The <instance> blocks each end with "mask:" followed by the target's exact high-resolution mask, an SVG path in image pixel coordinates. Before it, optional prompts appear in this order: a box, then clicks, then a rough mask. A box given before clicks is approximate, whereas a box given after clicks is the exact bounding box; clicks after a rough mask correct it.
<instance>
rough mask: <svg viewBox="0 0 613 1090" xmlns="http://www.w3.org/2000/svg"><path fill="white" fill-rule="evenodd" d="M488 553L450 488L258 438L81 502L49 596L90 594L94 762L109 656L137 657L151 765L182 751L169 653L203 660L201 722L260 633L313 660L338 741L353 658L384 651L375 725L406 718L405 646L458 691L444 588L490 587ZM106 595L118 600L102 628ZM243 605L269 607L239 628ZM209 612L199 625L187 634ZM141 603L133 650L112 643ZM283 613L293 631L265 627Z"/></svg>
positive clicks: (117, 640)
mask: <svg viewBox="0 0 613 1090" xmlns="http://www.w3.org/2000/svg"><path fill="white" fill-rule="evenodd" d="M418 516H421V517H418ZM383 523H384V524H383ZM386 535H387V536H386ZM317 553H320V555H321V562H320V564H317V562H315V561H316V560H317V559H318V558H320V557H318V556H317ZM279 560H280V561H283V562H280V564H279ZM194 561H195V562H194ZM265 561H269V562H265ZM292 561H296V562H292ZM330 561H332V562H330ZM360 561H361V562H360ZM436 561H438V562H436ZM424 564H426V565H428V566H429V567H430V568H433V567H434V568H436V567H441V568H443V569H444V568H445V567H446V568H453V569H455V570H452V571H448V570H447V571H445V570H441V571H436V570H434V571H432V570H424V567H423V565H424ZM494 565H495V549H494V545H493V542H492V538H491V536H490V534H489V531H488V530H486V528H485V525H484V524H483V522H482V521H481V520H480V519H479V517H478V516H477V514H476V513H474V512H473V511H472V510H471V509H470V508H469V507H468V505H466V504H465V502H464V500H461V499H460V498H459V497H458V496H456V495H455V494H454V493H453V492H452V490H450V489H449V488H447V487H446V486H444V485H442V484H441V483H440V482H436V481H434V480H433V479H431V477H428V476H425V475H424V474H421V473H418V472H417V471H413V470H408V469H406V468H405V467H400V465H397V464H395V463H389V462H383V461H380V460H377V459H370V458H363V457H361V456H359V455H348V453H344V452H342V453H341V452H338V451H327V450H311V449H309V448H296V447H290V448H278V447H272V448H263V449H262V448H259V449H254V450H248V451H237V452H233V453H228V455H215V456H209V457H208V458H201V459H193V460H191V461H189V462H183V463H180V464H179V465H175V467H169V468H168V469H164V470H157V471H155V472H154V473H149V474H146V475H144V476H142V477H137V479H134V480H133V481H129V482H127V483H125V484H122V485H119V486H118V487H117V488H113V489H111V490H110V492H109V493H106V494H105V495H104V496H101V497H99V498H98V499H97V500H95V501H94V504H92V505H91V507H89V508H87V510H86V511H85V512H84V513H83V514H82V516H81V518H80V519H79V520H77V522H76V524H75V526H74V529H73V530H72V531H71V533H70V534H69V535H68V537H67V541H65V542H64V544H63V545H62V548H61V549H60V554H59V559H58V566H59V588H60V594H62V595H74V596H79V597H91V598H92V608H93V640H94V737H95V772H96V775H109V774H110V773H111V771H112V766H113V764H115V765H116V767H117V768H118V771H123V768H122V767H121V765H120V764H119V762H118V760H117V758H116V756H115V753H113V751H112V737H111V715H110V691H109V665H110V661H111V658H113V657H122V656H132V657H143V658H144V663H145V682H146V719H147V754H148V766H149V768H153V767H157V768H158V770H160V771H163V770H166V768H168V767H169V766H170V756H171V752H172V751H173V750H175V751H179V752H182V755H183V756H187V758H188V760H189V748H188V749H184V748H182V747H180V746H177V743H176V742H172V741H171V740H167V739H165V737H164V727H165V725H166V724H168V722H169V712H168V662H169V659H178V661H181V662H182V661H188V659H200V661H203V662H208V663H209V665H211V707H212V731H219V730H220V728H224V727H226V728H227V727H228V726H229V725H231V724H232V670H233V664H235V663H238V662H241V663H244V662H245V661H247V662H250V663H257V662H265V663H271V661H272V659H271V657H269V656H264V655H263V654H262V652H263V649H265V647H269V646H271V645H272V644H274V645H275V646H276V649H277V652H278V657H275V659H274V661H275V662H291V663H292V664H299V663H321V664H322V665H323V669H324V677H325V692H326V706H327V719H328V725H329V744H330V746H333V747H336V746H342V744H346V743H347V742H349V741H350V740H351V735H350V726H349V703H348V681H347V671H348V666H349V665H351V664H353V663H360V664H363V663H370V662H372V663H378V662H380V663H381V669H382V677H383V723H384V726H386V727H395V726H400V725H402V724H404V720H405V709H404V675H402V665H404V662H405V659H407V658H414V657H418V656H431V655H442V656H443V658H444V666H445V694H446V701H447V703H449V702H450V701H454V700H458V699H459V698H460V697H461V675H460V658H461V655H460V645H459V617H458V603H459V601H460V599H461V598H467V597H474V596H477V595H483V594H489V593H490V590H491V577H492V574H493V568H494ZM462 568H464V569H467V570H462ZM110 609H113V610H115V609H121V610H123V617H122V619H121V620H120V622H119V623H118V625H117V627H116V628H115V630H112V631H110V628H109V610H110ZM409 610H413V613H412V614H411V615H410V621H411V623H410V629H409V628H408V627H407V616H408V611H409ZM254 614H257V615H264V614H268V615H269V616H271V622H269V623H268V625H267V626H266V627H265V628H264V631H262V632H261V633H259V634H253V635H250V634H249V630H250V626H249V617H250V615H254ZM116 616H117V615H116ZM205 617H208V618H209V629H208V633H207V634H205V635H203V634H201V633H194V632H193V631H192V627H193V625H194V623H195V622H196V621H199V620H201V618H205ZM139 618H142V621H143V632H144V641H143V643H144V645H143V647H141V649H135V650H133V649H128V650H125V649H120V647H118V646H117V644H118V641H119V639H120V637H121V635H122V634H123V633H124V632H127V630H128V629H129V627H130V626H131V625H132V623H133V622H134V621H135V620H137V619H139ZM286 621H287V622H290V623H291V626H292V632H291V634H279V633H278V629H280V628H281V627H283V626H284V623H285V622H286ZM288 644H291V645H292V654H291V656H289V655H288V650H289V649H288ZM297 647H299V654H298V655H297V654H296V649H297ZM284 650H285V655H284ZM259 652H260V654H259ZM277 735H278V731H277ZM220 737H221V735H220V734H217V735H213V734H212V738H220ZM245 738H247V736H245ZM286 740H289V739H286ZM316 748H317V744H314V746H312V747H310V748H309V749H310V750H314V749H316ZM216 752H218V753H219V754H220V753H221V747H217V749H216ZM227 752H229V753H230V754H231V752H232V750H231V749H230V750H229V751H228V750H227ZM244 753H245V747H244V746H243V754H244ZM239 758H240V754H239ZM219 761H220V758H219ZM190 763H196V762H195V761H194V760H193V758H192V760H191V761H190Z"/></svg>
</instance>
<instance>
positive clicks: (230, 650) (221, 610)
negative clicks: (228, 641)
________________
### What you need to do
Output the full listing without altering anything.

### Result below
The <instance> blocks each end with "mask:" followed by the target's exact high-resolution mask, an SVG path in image pixel coordinates. Before it, optional prompts appear in this order: a box, then clicks, then a rough mask. A box given before clicks is approximate, whereas a box given after clicks is the exact bounding box; clicks after a rough mask correct it.
<instance>
rough mask: <svg viewBox="0 0 613 1090" xmlns="http://www.w3.org/2000/svg"><path fill="white" fill-rule="evenodd" d="M488 553L450 488L258 438L81 502L49 596L90 594L94 762L109 656L137 657L151 765L182 751L169 653L203 660L201 722L260 633L313 660L338 741L353 658L384 651L375 725L406 718L405 646L458 691L444 588L490 587ZM106 595L118 600L102 628ZM243 605L269 607L239 628ZM209 612L199 625L187 634ZM141 603L133 650L112 643ZM283 613L293 631L265 627Z"/></svg>
positive clicks: (117, 640)
mask: <svg viewBox="0 0 613 1090" xmlns="http://www.w3.org/2000/svg"><path fill="white" fill-rule="evenodd" d="M418 516H421V517H418ZM383 523H384V524H383ZM386 535H387V536H386ZM317 553H320V555H321V562H320V564H317V562H315V561H316V560H317V559H318V558H320V557H318V556H317ZM279 560H280V561H283V562H280V564H279ZM194 561H195V562H194ZM265 561H269V562H265ZM292 561H296V562H292ZM330 561H332V562H330ZM360 561H361V562H360ZM436 561H438V562H436ZM424 564H426V565H428V566H429V567H430V568H433V567H434V568H436V567H441V568H443V569H444V568H445V567H446V568H453V569H455V570H452V571H448V570H447V571H445V570H441V571H436V570H434V571H432V570H424V567H423V565H424ZM494 565H495V549H494V545H493V542H492V538H491V536H490V534H489V531H488V530H486V528H485V525H484V524H483V522H482V521H481V520H480V519H479V517H478V516H477V514H476V513H474V512H473V511H472V510H471V509H470V508H469V507H468V505H466V504H465V502H464V500H461V499H460V498H459V497H458V496H456V495H455V494H454V493H453V492H452V490H450V489H449V488H447V487H446V486H444V485H442V484H441V483H440V482H436V481H434V480H433V479H431V477H428V476H425V475H424V474H421V473H418V472H417V471H413V470H408V469H406V468H405V467H400V465H397V464H395V463H389V462H383V461H380V460H377V459H370V458H363V457H361V456H359V455H348V453H344V452H342V453H341V452H338V451H327V450H311V449H309V448H296V447H290V448H278V447H272V448H263V449H262V448H259V449H254V450H248V451H237V452H233V453H228V455H215V456H209V457H208V458H201V459H193V460H191V461H189V462H183V463H180V464H179V465H175V467H169V468H168V469H164V470H157V471H155V472H154V473H149V474H146V475H144V476H142V477H137V479H134V480H133V481H129V482H127V483H125V484H122V485H119V486H118V487H117V488H113V489H111V490H110V492H109V493H106V494H105V495H104V496H101V497H99V498H98V499H97V500H95V501H94V504H92V505H91V507H89V508H87V510H86V511H85V512H84V513H83V514H82V516H81V518H80V519H79V520H77V522H76V524H75V526H74V529H73V530H72V531H71V533H70V534H69V535H68V537H67V541H65V542H64V544H63V545H62V548H61V549H60V554H59V559H58V566H59V588H60V594H62V595H74V596H79V597H91V598H92V608H93V640H94V737H95V772H96V775H109V774H110V773H111V771H112V766H113V764H115V765H116V767H117V768H118V771H123V768H122V767H121V765H120V764H119V762H118V760H117V758H116V756H115V753H113V751H112V737H111V715H110V691H109V665H110V661H111V658H113V657H122V656H132V657H143V658H144V663H145V682H146V719H147V754H148V766H149V768H153V767H157V768H158V770H160V771H163V770H166V768H168V767H169V766H170V756H171V752H172V751H173V750H175V751H179V752H182V755H183V756H187V758H188V760H189V748H188V749H184V748H182V747H180V746H177V743H176V742H172V741H171V740H167V739H165V737H164V727H165V725H166V724H168V722H169V712H168V662H169V659H178V661H181V662H182V661H188V659H200V661H203V662H208V663H209V665H211V707H212V731H219V730H220V728H224V727H226V728H227V727H228V726H229V725H231V724H232V670H233V664H235V663H238V662H241V663H244V662H245V661H247V662H250V663H257V662H265V663H271V661H272V659H271V657H269V656H264V655H263V654H262V652H263V649H265V647H269V646H271V645H272V644H274V645H275V646H276V649H277V652H278V657H275V659H274V661H275V662H291V663H292V664H299V663H321V664H322V665H323V669H324V677H325V692H326V706H327V719H328V725H329V744H330V746H333V747H336V746H342V744H346V743H347V742H349V741H350V740H351V735H350V726H349V703H348V681H347V671H348V666H349V665H351V664H353V663H360V664H363V663H370V662H372V663H378V662H380V663H381V669H382V677H383V723H384V726H386V727H395V726H400V725H402V724H404V720H405V709H404V675H402V665H404V662H405V659H407V658H414V657H418V656H431V655H442V656H443V658H444V666H445V694H446V701H447V703H449V702H450V701H454V700H458V699H459V698H460V697H461V675H460V658H461V655H460V645H459V617H458V603H459V601H460V599H461V598H467V597H474V596H477V595H483V594H489V593H490V590H491V577H492V574H493V568H494ZM462 568H464V569H467V570H462ZM110 609H113V610H115V609H121V610H123V617H122V619H121V620H120V622H119V623H118V625H117V627H116V628H115V630H112V631H110V628H109V610H110ZM409 610H413V613H412V614H411V615H410V621H411V623H410V629H409V628H408V627H407V616H408V611H409ZM254 614H257V615H264V614H268V615H269V616H271V622H269V623H268V625H267V626H266V627H265V628H264V631H262V632H261V633H259V634H253V635H250V634H249V630H250V626H249V617H250V615H254ZM116 616H117V615H116ZM205 617H208V618H209V629H208V633H207V634H205V635H203V634H201V633H194V632H193V631H192V627H193V625H194V623H195V622H196V621H199V620H201V618H205ZM139 618H142V621H143V632H144V641H143V643H144V645H143V647H141V649H135V650H133V649H128V650H125V649H120V647H118V646H117V644H118V641H119V639H120V637H121V635H122V634H123V633H124V632H127V630H128V629H129V627H130V626H131V625H132V623H133V622H134V621H135V620H137V619H139ZM286 621H287V622H290V623H291V626H292V632H291V634H279V633H278V629H280V628H281V627H283V626H284V623H285V622H286ZM288 644H291V645H292V654H291V656H289V655H288V650H289V649H288ZM297 647H299V654H298V655H297V654H296V649H297ZM284 650H285V655H284ZM259 652H260V654H259ZM277 735H278V731H277ZM220 737H221V735H220V734H217V735H213V734H212V738H220ZM245 738H247V736H245ZM286 740H289V739H286ZM316 748H317V744H314V746H312V747H310V748H309V749H310V750H314V749H316ZM216 752H218V753H219V754H220V753H221V747H217V749H216ZM227 752H229V753H230V754H231V752H232V750H231V749H230V750H229V751H228V750H227ZM244 753H245V747H244V746H243V754H244ZM239 758H240V754H239ZM219 761H220V758H219ZM190 763H196V762H195V761H194V760H193V758H192V760H191V761H190Z"/></svg>
</instance>
<instance>
positive clicks: (230, 650) (221, 610)
negative clicks: (228, 641)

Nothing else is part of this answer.